### DATA FOR PROCESSING ###

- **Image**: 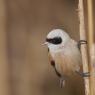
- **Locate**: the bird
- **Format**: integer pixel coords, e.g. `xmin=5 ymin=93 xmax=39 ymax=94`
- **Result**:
xmin=44 ymin=29 xmax=89 ymax=87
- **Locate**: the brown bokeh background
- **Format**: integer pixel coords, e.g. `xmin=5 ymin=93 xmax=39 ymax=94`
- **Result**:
xmin=0 ymin=0 xmax=94 ymax=95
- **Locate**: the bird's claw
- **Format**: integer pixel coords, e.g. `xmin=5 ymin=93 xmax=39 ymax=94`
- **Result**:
xmin=78 ymin=40 xmax=87 ymax=49
xmin=60 ymin=77 xmax=65 ymax=88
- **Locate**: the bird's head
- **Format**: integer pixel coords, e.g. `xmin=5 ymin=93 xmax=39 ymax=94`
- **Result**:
xmin=45 ymin=29 xmax=70 ymax=51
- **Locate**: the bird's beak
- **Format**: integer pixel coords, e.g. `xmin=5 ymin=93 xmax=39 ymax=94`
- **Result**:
xmin=42 ymin=42 xmax=48 ymax=45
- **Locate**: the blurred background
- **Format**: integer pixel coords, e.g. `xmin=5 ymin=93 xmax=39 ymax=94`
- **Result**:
xmin=0 ymin=0 xmax=94 ymax=95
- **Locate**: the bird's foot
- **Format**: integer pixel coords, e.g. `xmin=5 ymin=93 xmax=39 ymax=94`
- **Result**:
xmin=78 ymin=40 xmax=87 ymax=49
xmin=59 ymin=77 xmax=65 ymax=88
xmin=76 ymin=71 xmax=90 ymax=77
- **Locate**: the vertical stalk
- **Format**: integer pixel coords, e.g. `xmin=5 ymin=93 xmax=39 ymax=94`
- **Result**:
xmin=87 ymin=0 xmax=95 ymax=95
xmin=78 ymin=0 xmax=90 ymax=95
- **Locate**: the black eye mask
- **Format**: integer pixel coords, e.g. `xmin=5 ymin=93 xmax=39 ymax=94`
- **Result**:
xmin=46 ymin=37 xmax=62 ymax=45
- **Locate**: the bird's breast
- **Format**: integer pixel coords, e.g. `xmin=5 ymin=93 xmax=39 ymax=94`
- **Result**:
xmin=54 ymin=53 xmax=79 ymax=76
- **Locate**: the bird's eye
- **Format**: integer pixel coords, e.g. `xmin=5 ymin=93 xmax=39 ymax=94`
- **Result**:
xmin=46 ymin=37 xmax=62 ymax=45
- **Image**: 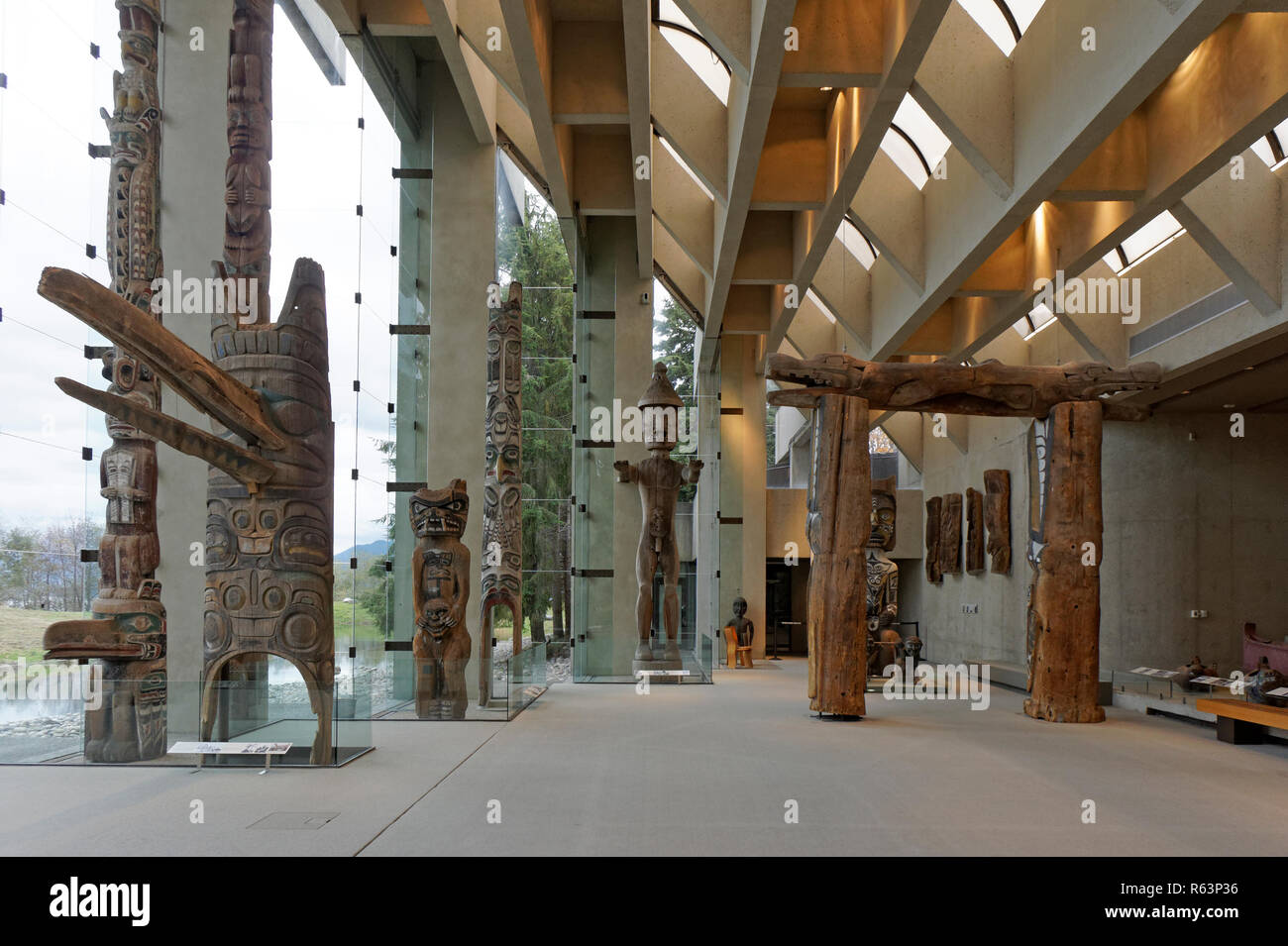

###

GOAL OF THE EXERCISE: Return the entire listing above verbatim, leaving out the pictures.

WRITTEN SOLUTION:
- **Image**: 
- **Locate**: the bird
- **Format**: integer pixel coords, e.g. `xmin=5 ymin=93 xmax=39 ymax=94`
- **Result**:
xmin=44 ymin=29 xmax=89 ymax=87
- **Locate**: the brown bokeh background
- **Format**: integer pixel coords, e.g. `xmin=5 ymin=93 xmax=39 ymax=94`
- **Result**:
xmin=0 ymin=0 xmax=94 ymax=95
- **Locate**: the bird's claw
- **Format**: integer pixel coords, e.g. `xmin=5 ymin=93 xmax=39 ymax=94`
- **Result**:
xmin=78 ymin=40 xmax=87 ymax=49
xmin=60 ymin=77 xmax=65 ymax=88
- **Locate**: the bird's head
- **Format**: integer pixel coords, e.g. `xmin=5 ymin=93 xmax=39 ymax=94`
- **Result**:
xmin=45 ymin=29 xmax=70 ymax=51
- **Locate**: the bird's beak
- **Format**: integer pixel coords, e.g. `xmin=5 ymin=93 xmax=39 ymax=94`
- **Result**:
xmin=42 ymin=42 xmax=48 ymax=45
- **Locate**: the blurred background
- **Format**: integer pixel coords, e.g. `xmin=5 ymin=93 xmax=39 ymax=94`
- **Result**:
xmin=0 ymin=0 xmax=94 ymax=95
- **Locate**: the bird's foot
- **Format**: integer pixel coords, e.g. `xmin=5 ymin=93 xmax=39 ymax=94`
- **Result**:
xmin=78 ymin=40 xmax=87 ymax=49
xmin=59 ymin=77 xmax=65 ymax=88
xmin=76 ymin=71 xmax=90 ymax=77
- **Locate**: the vertical stalk
- **Format**: integer pixel coords, e.g. `xmin=5 ymin=93 xmax=39 ymax=94`
- **Result**:
xmin=87 ymin=0 xmax=95 ymax=95
xmin=78 ymin=0 xmax=90 ymax=95
- **Locate**: the black eye mask
- **Format**: integer pixel coords, e.g. `xmin=5 ymin=93 xmax=39 ymax=94`
- **Result**:
xmin=46 ymin=37 xmax=62 ymax=45
- **Locate**: the bird's breast
- **Format**: integer pixel coords, e.g. `xmin=5 ymin=93 xmax=39 ymax=94`
- **Result**:
xmin=54 ymin=53 xmax=79 ymax=76
- **Locate**: the bird's eye
- **Format**: integer pixel coords, e.g. `xmin=5 ymin=93 xmax=39 ymax=94`
- **Result**:
xmin=46 ymin=37 xmax=62 ymax=45
- **Image**: 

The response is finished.